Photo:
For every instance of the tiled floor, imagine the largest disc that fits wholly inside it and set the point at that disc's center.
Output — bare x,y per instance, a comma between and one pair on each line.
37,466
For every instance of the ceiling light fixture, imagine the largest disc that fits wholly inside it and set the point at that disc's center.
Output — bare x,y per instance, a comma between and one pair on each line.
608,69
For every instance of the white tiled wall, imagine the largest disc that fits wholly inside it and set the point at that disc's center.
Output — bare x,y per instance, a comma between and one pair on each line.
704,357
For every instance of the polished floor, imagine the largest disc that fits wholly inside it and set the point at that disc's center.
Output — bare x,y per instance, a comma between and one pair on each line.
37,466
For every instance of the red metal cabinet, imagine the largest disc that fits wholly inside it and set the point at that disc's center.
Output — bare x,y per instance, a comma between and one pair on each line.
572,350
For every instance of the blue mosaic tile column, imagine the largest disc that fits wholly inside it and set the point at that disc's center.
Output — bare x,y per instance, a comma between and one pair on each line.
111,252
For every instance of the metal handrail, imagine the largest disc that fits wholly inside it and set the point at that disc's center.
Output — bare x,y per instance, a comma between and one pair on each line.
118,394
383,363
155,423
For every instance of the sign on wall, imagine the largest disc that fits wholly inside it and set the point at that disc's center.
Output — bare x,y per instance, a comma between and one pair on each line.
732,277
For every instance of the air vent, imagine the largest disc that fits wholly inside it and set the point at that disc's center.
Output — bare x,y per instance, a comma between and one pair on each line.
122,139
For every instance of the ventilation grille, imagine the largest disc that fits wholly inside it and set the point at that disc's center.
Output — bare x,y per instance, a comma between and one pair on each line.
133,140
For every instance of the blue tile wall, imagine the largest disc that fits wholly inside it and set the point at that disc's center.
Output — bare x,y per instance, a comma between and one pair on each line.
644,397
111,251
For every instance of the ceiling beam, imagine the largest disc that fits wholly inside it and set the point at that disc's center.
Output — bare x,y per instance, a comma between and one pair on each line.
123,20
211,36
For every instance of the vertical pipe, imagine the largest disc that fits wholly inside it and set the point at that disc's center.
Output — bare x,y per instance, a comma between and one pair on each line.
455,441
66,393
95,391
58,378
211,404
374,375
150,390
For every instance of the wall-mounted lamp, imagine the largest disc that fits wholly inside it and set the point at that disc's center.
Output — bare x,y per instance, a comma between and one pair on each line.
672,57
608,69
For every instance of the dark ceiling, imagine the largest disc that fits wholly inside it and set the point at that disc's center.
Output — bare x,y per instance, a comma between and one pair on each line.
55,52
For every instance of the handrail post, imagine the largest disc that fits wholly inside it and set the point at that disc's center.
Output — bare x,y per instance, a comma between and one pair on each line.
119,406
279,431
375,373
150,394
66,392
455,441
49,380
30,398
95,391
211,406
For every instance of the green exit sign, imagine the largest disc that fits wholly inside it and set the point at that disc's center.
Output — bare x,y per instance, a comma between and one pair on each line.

★ ★ ★ ★ ★ ★ ★

▸ **INSTRUCTION**
Copy out word for word the lines of the items beginning with the line that contains "For every instance of the handrail" and continuing through the last line of the items.

▸ **SOLUTION FOR THIS PROBLEM**
For every instance of the handrail post, imagine the largest disc that fits wholly inside it and set the point at that disc's center.
Output — bare x,y per instance, a comma between and one pair on each line.
119,406
279,431
375,373
150,394
66,392
455,441
49,380
30,398
95,391
211,406
For every instance of the green exit sign, imagine the largest disc that fits wholly inside it and set the point at that disc's center.
Output — bare x,y per instance, a comma between and one pair on each line.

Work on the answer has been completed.